**REQUIRED ACTION**
Line by line, copy out the data that follows.

**EXTRACTED RECORDS**
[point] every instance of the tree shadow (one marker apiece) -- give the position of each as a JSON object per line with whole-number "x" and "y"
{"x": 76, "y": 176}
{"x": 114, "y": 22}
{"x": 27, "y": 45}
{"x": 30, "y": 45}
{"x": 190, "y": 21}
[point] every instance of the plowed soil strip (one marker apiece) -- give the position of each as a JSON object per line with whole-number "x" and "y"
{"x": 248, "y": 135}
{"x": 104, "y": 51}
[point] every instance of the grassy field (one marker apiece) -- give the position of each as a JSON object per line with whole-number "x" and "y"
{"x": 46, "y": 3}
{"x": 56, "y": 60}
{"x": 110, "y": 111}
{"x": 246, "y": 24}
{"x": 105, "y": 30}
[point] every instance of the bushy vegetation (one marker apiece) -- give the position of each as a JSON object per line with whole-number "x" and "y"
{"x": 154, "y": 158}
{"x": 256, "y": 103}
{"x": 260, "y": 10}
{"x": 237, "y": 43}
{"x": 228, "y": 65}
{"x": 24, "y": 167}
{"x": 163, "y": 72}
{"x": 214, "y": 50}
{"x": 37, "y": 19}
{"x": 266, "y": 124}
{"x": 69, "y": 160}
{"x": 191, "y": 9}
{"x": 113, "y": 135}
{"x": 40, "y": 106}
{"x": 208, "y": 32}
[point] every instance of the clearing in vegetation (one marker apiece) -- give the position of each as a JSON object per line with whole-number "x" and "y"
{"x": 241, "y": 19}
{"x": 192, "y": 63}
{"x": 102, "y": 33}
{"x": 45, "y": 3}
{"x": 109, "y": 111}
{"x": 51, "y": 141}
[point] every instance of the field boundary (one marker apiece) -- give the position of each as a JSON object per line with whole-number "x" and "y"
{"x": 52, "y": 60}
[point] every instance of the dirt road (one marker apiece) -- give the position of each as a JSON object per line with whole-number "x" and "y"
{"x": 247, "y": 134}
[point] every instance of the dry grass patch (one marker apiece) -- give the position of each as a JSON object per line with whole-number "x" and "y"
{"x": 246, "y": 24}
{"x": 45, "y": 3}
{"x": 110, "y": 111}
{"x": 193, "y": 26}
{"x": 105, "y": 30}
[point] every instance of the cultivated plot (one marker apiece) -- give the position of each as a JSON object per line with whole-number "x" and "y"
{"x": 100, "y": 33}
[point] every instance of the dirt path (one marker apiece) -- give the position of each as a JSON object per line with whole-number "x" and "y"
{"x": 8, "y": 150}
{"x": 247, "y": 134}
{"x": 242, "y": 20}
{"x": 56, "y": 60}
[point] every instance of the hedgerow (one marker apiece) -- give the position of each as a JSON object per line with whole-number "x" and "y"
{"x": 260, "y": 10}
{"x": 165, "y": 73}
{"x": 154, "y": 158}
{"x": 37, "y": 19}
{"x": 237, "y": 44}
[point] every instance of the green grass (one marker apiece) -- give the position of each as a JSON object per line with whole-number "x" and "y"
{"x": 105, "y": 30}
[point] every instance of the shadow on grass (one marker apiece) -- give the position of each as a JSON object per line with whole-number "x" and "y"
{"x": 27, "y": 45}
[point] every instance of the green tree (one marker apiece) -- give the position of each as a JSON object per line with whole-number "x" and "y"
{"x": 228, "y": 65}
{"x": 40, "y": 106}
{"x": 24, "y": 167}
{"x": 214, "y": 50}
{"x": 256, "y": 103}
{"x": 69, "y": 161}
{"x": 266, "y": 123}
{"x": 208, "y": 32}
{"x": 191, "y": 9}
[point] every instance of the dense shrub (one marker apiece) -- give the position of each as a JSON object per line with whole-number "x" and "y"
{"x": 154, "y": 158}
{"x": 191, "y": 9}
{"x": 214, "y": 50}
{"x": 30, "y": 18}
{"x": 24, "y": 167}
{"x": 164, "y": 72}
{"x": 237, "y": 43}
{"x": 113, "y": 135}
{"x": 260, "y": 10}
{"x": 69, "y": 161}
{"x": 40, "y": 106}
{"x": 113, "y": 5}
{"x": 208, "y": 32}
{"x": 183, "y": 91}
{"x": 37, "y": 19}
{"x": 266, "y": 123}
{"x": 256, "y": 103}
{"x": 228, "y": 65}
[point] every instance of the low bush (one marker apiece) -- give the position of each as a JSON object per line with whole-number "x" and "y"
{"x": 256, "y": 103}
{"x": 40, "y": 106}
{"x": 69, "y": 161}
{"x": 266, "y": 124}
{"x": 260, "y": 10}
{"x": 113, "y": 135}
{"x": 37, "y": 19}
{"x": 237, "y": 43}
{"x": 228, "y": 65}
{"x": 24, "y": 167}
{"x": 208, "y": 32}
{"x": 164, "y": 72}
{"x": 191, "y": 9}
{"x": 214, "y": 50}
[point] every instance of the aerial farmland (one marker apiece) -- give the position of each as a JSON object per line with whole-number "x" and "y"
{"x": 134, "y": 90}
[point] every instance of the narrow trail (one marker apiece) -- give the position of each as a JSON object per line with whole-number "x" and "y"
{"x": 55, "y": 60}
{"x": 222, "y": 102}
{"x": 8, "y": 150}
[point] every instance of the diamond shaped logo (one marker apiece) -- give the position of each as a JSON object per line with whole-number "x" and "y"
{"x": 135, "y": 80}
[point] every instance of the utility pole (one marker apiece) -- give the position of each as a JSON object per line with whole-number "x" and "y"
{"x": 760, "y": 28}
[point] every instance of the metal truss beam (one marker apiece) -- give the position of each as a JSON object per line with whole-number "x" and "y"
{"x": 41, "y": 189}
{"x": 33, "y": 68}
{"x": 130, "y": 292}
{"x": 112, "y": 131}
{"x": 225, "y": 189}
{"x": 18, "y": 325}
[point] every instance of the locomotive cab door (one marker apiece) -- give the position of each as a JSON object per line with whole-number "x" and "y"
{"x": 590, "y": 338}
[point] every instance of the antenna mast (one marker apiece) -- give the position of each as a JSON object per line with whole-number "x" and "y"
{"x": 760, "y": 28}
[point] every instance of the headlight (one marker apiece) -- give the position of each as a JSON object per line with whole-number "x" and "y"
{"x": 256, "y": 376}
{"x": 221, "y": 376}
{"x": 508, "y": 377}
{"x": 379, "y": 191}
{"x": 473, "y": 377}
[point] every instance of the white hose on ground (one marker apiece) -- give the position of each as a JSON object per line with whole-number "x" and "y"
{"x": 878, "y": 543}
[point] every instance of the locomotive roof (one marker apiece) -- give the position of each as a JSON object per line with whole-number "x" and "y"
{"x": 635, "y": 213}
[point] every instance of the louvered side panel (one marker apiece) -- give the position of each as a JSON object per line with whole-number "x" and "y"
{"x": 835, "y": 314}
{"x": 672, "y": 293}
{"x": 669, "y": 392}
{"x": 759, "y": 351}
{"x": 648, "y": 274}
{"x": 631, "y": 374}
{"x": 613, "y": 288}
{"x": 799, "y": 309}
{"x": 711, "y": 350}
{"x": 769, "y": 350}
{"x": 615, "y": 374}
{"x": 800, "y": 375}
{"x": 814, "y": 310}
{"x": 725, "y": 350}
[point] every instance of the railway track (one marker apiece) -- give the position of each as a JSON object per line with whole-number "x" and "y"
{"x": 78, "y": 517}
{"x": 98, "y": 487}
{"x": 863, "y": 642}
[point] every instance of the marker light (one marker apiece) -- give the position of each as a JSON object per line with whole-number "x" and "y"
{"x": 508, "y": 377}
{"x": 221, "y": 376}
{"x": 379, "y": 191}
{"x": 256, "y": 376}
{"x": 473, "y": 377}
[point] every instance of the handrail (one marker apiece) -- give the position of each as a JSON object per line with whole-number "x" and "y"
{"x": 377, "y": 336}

**ANSWER**
[point] every instance of the tree shadow (one marker apiece) -- give the position of each as a JSON object per line with whole-number "x" and "y"
{"x": 76, "y": 176}
{"x": 114, "y": 22}
{"x": 27, "y": 45}
{"x": 30, "y": 45}
{"x": 190, "y": 21}
[point] every instance of the plowed soil strip (one marker apiece) -- give the position of each as a JSON object per line with whole-number "x" and "y"
{"x": 248, "y": 135}
{"x": 104, "y": 51}
[point] every instance of the grassy field (one marker apiece) -- give the position of each as a JSON object per line with whole-number "x" and "y"
{"x": 46, "y": 3}
{"x": 56, "y": 60}
{"x": 110, "y": 111}
{"x": 246, "y": 24}
{"x": 105, "y": 30}
[point] every instance of the bushy vegetation (one marker apiece) -- give the position of each as a JSON object per line with whole-number "x" and "y"
{"x": 154, "y": 158}
{"x": 256, "y": 103}
{"x": 260, "y": 10}
{"x": 237, "y": 43}
{"x": 228, "y": 65}
{"x": 24, "y": 167}
{"x": 163, "y": 72}
{"x": 214, "y": 50}
{"x": 37, "y": 19}
{"x": 266, "y": 124}
{"x": 69, "y": 160}
{"x": 191, "y": 9}
{"x": 113, "y": 135}
{"x": 40, "y": 106}
{"x": 208, "y": 32}
[point] every instance of the clearing in vegetation (one marker apiece) -- give the position of each as a JSON object per line with whole-number "x" and "y"
{"x": 241, "y": 19}
{"x": 192, "y": 63}
{"x": 102, "y": 33}
{"x": 45, "y": 3}
{"x": 109, "y": 111}
{"x": 51, "y": 141}
[point] every instance of the field boundary (one marker apiece) -- give the position of each as a JSON object per line with whole-number "x" and "y"
{"x": 52, "y": 60}
[point] every instance of the dirt road (one marker apiece) -- give the position of each as a JSON object per line with whole-number "x" and "y"
{"x": 247, "y": 134}
[point] every instance of the dry grass patch (one marker apiece) -- give the position of each as a JSON object per line with whole-number "x" and "y"
{"x": 246, "y": 24}
{"x": 45, "y": 3}
{"x": 110, "y": 111}
{"x": 193, "y": 26}
{"x": 105, "y": 30}
[point] every instance of the cultivated plot (one marker apiece) -- give the position of each as a JSON object per line with whole-number "x" and "y"
{"x": 100, "y": 33}
[point] every instance of the dirt path (one marker apiece) -- give the position of each as a JSON object per line with whole-number "x" and "y"
{"x": 8, "y": 150}
{"x": 247, "y": 134}
{"x": 242, "y": 20}
{"x": 56, "y": 60}
[point] every instance of the hedgerow (one marker apiece) -- give the position of each as a JSON object per line with whole-number "x" and "y"
{"x": 260, "y": 10}
{"x": 165, "y": 73}
{"x": 154, "y": 158}
{"x": 37, "y": 19}
{"x": 237, "y": 44}
[point] every instance of the green grass (one marker apiece) -- give the position of each as a JSON object per line with whole-number "x" and "y"
{"x": 105, "y": 30}
[point] every instance of the shadow on grass (one marker apiece) -- give the position of each as a JSON object per line with whole-number "x" and "y"
{"x": 27, "y": 45}
[point] every instance of the green tree (one marker apiece) -- give the position of each as a JSON object per line with whole-number "x" and "y"
{"x": 228, "y": 65}
{"x": 40, "y": 106}
{"x": 24, "y": 167}
{"x": 214, "y": 50}
{"x": 256, "y": 103}
{"x": 69, "y": 161}
{"x": 266, "y": 123}
{"x": 208, "y": 32}
{"x": 191, "y": 9}
[point] every instance of the dense shrub (one marker apiece) -- give the position of each as a JSON object per line with whole-number "x" and "y"
{"x": 154, "y": 158}
{"x": 191, "y": 9}
{"x": 214, "y": 50}
{"x": 30, "y": 18}
{"x": 24, "y": 167}
{"x": 164, "y": 72}
{"x": 237, "y": 43}
{"x": 113, "y": 135}
{"x": 260, "y": 10}
{"x": 69, "y": 161}
{"x": 40, "y": 106}
{"x": 113, "y": 5}
{"x": 208, "y": 32}
{"x": 183, "y": 91}
{"x": 37, "y": 19}
{"x": 266, "y": 123}
{"x": 256, "y": 103}
{"x": 228, "y": 65}
[point] every instance of the low bush (one marker apiece) -- give the position of each as a JSON object per line with whole-number "x" and "y"
{"x": 256, "y": 103}
{"x": 40, "y": 106}
{"x": 69, "y": 161}
{"x": 266, "y": 124}
{"x": 260, "y": 10}
{"x": 113, "y": 135}
{"x": 37, "y": 19}
{"x": 237, "y": 43}
{"x": 228, "y": 65}
{"x": 24, "y": 167}
{"x": 208, "y": 32}
{"x": 164, "y": 72}
{"x": 191, "y": 9}
{"x": 214, "y": 50}
[point] every instance of the aerial farmland (one marker apiece) -- give the position of each as a JSON object per line with whole-number "x" and "y"
{"x": 134, "y": 90}
[point] every instance of the narrow trail (one marker apiece) -- give the position of each as a JSON object per line with whole-number "x" and "y"
{"x": 55, "y": 60}
{"x": 222, "y": 102}
{"x": 8, "y": 150}
[point] every instance of the diamond shaped logo (one marker apiece) -- give the position of each as a JSON object per line with whole-number "x" and "y"
{"x": 135, "y": 80}
[point] every instance of the utility pole (one marker apiece) -- give the position of each as a JSON object per line with whole-number "x" and "y"
{"x": 760, "y": 28}
[point] every instance of the metal truss beam (one marker apiece) -- give the position of each as a JSON object per line with whole-number "x" and "y"
{"x": 41, "y": 189}
{"x": 33, "y": 68}
{"x": 130, "y": 292}
{"x": 112, "y": 131}
{"x": 225, "y": 189}
{"x": 18, "y": 325}
[point] every instance of the locomotive cab door (one marker apiece) -- give the position of each as a JSON object per line with whole-number "x" and "y"
{"x": 590, "y": 338}
[point] every instance of the antenna mast (one marker apiece) -- give the position of each as a JSON object per line with whole-number "x" and "y"
{"x": 760, "y": 28}
[point] every instance of the headlight (one marker apiece) -- give the position of each as a JSON object per line with whole-number "x" and "y"
{"x": 256, "y": 376}
{"x": 221, "y": 376}
{"x": 508, "y": 377}
{"x": 379, "y": 191}
{"x": 473, "y": 377}
[point] every instance of the white hose on ground (one marker apiece) -- give the position of each as a JSON object per line with whole-number "x" and "y"
{"x": 878, "y": 543}
[point] every instance of the locomotive roof (one marker apiece) -- give the position of each as a JSON object per line with whole-number "x" and "y"
{"x": 635, "y": 213}
[point] every instance of the louvered side panel (one marker apiece) -- give the position of each as a JSON object per line with whole-number "x" and "y"
{"x": 835, "y": 314}
{"x": 672, "y": 293}
{"x": 669, "y": 392}
{"x": 759, "y": 351}
{"x": 648, "y": 274}
{"x": 631, "y": 374}
{"x": 613, "y": 288}
{"x": 799, "y": 309}
{"x": 711, "y": 350}
{"x": 769, "y": 350}
{"x": 615, "y": 374}
{"x": 800, "y": 375}
{"x": 814, "y": 310}
{"x": 725, "y": 350}
[point] every instance of the railway track (one marker apiece) -- give the position of each as a JSON object per line with whole-number "x" and "y"
{"x": 78, "y": 517}
{"x": 98, "y": 487}
{"x": 863, "y": 642}
[point] every instance of the marker light (one marker apiece) -- give the position of each as a JSON object per line with whole-number "x" and "y"
{"x": 508, "y": 377}
{"x": 221, "y": 376}
{"x": 379, "y": 191}
{"x": 256, "y": 376}
{"x": 473, "y": 377}
[point] every instance of the handrail (one marker apiece) -- give the position of each as a JSON object per line with whole-number "x" and "y"
{"x": 377, "y": 336}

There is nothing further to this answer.